**Prompt**
The expected response is a copy of every line in the entries below that includes the word "surfboard".

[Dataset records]
BEGIN

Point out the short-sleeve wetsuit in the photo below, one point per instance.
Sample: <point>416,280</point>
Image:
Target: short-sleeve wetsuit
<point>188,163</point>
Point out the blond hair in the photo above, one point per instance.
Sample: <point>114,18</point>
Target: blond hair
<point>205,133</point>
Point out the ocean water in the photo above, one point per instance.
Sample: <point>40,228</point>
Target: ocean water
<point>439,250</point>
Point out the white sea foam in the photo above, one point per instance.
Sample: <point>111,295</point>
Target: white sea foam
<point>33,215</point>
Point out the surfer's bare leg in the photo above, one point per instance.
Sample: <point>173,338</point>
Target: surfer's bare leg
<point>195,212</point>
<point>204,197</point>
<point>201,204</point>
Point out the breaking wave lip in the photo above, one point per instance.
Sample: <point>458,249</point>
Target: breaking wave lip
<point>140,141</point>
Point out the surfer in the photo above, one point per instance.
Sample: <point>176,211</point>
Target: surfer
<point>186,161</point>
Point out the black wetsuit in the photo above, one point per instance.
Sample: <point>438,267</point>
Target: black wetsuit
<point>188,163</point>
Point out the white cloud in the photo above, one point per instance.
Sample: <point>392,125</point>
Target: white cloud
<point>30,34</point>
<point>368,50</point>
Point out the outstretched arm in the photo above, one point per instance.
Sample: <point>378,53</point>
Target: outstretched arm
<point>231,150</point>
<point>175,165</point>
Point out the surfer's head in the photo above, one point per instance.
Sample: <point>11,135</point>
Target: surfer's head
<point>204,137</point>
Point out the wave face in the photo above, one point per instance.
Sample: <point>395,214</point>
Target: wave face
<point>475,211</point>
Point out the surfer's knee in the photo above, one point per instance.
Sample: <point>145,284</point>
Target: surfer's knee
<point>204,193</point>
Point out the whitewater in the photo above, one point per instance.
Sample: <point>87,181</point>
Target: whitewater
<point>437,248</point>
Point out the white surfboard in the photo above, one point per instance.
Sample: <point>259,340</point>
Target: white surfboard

END

**Output of the task**
Point out the white surfboard in the photo above, one point per instance.
Target: white surfboard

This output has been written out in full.